### ACTIVITY
Could you set down all of the data again, exactly as it stands?

Natural-language object grounding data
* * *

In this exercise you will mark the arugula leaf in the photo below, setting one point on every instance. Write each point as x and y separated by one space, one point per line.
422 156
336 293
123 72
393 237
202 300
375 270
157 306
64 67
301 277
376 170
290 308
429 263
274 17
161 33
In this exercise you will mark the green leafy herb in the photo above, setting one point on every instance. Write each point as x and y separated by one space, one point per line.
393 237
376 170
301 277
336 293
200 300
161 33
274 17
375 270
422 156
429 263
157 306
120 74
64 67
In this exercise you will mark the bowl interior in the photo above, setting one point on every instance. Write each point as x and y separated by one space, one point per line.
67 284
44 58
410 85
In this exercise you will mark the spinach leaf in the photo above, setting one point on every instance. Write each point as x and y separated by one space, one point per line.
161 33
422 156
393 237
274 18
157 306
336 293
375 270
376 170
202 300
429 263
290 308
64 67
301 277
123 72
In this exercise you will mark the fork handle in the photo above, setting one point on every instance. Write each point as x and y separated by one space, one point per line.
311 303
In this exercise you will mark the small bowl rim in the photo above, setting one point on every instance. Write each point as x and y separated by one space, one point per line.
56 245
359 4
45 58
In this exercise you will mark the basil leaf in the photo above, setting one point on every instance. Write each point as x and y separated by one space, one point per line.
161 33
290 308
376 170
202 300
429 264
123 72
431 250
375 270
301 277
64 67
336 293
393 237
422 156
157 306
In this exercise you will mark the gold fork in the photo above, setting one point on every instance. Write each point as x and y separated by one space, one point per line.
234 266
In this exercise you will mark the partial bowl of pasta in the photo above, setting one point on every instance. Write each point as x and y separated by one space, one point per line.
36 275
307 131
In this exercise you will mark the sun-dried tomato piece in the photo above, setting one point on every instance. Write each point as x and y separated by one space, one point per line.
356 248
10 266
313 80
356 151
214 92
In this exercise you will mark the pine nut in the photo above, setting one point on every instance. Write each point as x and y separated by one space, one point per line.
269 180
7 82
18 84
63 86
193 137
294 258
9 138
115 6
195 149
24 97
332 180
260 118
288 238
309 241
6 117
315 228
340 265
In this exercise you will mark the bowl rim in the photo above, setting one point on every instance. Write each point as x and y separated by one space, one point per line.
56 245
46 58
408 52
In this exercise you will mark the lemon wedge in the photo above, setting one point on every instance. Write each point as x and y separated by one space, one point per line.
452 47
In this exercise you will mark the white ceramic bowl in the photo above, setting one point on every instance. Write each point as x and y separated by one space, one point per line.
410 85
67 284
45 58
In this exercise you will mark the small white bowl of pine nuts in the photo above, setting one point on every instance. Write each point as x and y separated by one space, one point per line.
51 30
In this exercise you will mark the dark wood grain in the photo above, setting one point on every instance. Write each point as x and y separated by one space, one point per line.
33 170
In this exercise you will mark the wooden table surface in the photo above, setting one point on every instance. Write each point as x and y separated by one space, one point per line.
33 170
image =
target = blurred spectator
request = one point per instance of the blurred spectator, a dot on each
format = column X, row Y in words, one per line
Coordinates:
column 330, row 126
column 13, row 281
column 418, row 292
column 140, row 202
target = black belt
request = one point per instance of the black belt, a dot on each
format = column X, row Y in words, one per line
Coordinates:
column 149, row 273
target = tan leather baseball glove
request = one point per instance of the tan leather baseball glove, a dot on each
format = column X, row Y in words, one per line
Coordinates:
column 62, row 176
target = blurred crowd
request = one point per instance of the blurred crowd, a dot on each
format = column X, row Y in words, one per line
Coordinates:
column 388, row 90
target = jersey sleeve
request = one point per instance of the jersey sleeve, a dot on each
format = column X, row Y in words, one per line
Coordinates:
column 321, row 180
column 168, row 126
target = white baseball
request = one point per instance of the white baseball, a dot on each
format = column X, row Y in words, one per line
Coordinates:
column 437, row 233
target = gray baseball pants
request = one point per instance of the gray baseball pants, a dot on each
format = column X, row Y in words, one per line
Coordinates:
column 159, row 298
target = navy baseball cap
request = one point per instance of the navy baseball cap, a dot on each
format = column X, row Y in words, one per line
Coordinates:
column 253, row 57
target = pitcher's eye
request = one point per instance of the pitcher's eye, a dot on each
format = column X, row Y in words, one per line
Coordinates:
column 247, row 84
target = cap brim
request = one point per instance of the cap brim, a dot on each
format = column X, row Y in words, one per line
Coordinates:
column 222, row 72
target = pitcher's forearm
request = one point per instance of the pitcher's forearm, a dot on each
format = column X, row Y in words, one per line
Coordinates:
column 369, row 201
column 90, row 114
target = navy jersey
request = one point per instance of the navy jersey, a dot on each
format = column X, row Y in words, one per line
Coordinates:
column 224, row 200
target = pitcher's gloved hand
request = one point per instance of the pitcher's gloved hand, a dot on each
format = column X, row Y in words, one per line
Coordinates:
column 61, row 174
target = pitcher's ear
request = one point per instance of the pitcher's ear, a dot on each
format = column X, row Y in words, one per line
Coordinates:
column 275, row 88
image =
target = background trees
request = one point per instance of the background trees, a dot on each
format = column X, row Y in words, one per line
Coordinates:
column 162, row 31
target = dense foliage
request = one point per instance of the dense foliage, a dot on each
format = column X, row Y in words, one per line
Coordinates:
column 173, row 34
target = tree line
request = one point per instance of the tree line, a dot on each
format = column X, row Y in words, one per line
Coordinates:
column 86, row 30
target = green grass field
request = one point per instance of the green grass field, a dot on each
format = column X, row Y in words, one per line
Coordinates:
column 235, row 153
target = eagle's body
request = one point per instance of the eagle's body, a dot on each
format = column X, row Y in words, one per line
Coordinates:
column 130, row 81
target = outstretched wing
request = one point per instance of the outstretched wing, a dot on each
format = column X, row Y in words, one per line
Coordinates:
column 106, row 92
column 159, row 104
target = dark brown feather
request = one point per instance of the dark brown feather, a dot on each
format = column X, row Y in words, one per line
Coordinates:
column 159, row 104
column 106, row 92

* * *

### TASK OUTPUT
In this exercise you will mark the arugula leaf in the photo below, setting one point on every instance. Write each point as x and y separated by one space, one point per line.
422 156
336 293
123 72
393 237
202 300
375 270
157 306
64 67
301 277
376 170
290 308
429 263
274 17
161 33
In this exercise you will mark the green leafy herb in the photo above, setting one point on every instance. Write each point as x and y separated by one space, one point per line.
393 237
376 170
301 277
336 293
200 300
161 33
274 17
375 270
422 156
429 263
157 306
120 74
64 67
In this exercise you will mark the bowl interior in the photo above, setting one point on every instance. Write each point as x and y separated by one space, one point per line.
67 284
44 58
410 85
In this exercise you will mark the spinach leaf in the photo above, setting one point on every instance. Write each point as x and y separated by one space, one point per line.
161 33
422 156
393 237
274 18
157 306
336 293
375 270
376 170
202 300
429 263
290 308
64 67
301 277
123 72
In this exercise you will mark the fork handle in the photo above, setting one point on every instance. Write each point as x and y separated by one space, one point per line.
311 303
In this exercise you will mark the small bowl rim in the photo above, setting one point on every instance. Write each point as x and y separated by one space, one point per line.
56 245
359 4
45 58
In this exercise you will mark the basil leaf in the photo above, setting one point on every instance. Write each point as x and y separated by one space, one point per line.
161 33
290 308
376 170
202 300
429 264
123 72
431 250
375 270
301 277
64 67
336 293
393 237
422 156
157 306
In this exercise you will mark the gold fork in the photo above, setting one point on every instance. Write each point as x and y separated by one space, one point per line.
234 266
In this exercise you will mark the partial bowl of pasta in the photo above, setting one point on every instance. Write each point as x and y separated by one space, one point per line.
36 275
307 131
In this exercise you will mark the sun-dried tomato piece in the photo above, setting one point on every instance. Write each point as x and y separated by one space, one point per line.
356 248
10 266
313 80
356 151
214 92
In this exercise you will mark the pine nut in the photo above, setting one point on every instance. Write each point as x and y separated by one space, one point per line.
269 180
7 82
18 84
63 86
193 137
294 258
9 138
115 6
195 149
24 97
332 180
260 118
288 238
309 241
6 117
315 228
340 265
In this exercise you will mark the bowl rim in the photo above, setting one point on every instance. Write each point as x and y separated by one space, one point per line.
56 245
46 58
408 52
In this exercise you will mark the lemon wedge in the photo above, setting one point on every instance. Write each point as x and y separated by one space, one point per line.
452 47
In this exercise you will mark the white ceramic bowl in the photo above, setting one point on every instance. Write each point as x and y separated by one space, one point per line.
410 85
67 284
45 58
In this exercise you will mark the small white bowl of pine nuts in the photo above, setting one point on every instance. Write each point as x and y separated by one space, one point per line.
51 30
In this exercise you will mark the dark wood grain in the photo above, setting one point on every instance. Write each point as x and y separated by one space, one point per line.
33 170
In this exercise you will mark the wooden table surface in the photo above, setting one point on every instance. Write each point as x and y separated by one space, one point per line.
33 170
image =
target = blurred spectator
request = one point per instance of the blurred spectator, a dot on each
format = column X, row Y in words, one per line
Coordinates:
column 330, row 126
column 13, row 281
column 418, row 292
column 140, row 202
target = black belt
request = one point per instance of the black belt, a dot on each
format = column X, row Y in words, one per line
Coordinates:
column 149, row 273
target = tan leather baseball glove
request = one point per instance of the tan leather baseball glove, a dot on each
format = column X, row Y in words, one per line
Coordinates:
column 62, row 176
target = blurred crowd
request = one point per instance of the blurred crowd, a dot on each
format = column X, row Y in words, one per line
Coordinates:
column 388, row 90
target = jersey sleeve
request = one point per instance of the jersey sleeve, a dot on each
format = column X, row Y in words, one per line
Coordinates:
column 321, row 180
column 168, row 126
target = white baseball
request = one point per instance of the white baseball, a dot on each
format = column X, row Y in words, one per line
Coordinates:
column 437, row 233
target = gray baseball pants
request = one point per instance of the gray baseball pants, a dot on each
format = column X, row Y in words, one per line
Coordinates:
column 159, row 298
target = navy baseball cap
request = one point per instance of the navy baseball cap, a dot on each
format = column X, row Y in words, one per line
Coordinates:
column 253, row 57
target = pitcher's eye
request = one point per instance of the pitcher's eye, a dot on each
format = column X, row Y in words, one per line
Coordinates:
column 247, row 84
target = cap brim
request = one point per instance of the cap brim, a dot on each
format = column X, row Y in words, one per line
Coordinates:
column 222, row 72
target = pitcher's forearm
request = one point per instance of the pitcher's forearm, a dot on each
format = column X, row Y in words, one per line
Coordinates:
column 369, row 201
column 90, row 114
target = navy jersey
request = one point per instance of the navy jersey, a dot on each
format = column X, row Y in words, one per line
Coordinates:
column 224, row 200
target = pitcher's gloved hand
request = one point per instance of the pitcher's gloved hand, a dot on each
format = column X, row Y in words, one per line
Coordinates:
column 61, row 174
target = pitcher's ear
request = one point per instance of the pitcher's ear, a dot on each
format = column X, row Y in words, one per line
Coordinates:
column 275, row 88
image =
target = background trees
request = one point per instance of the background trees, a dot on each
format = column X, row Y in words, one per line
Coordinates:
column 162, row 31
target = dense foliage
request = one point per instance of the dense foliage, a dot on each
format = column X, row Y in words, one per line
Coordinates:
column 173, row 34
target = tree line
request = one point per instance of the tree line, a dot on each
format = column X, row Y in words, one per line
Coordinates:
column 86, row 30
target = green grass field
request = one point per instance of the green grass field, a dot on each
format = column X, row Y in words, one per line
Coordinates:
column 235, row 153
target = eagle's body
request = one point per instance of the eagle's body, a dot on each
format = column X, row Y in words, one per line
Coordinates:
column 130, row 81
target = outstretched wing
request = one point per instance of the outstretched wing, a dot on each
format = column X, row Y in words, one per line
Coordinates:
column 106, row 92
column 159, row 104
target = dark brown feather
request = one point per instance of the dark brown feather, a dot on each
format = column X, row Y in words, one per line
Coordinates:
column 159, row 104
column 106, row 92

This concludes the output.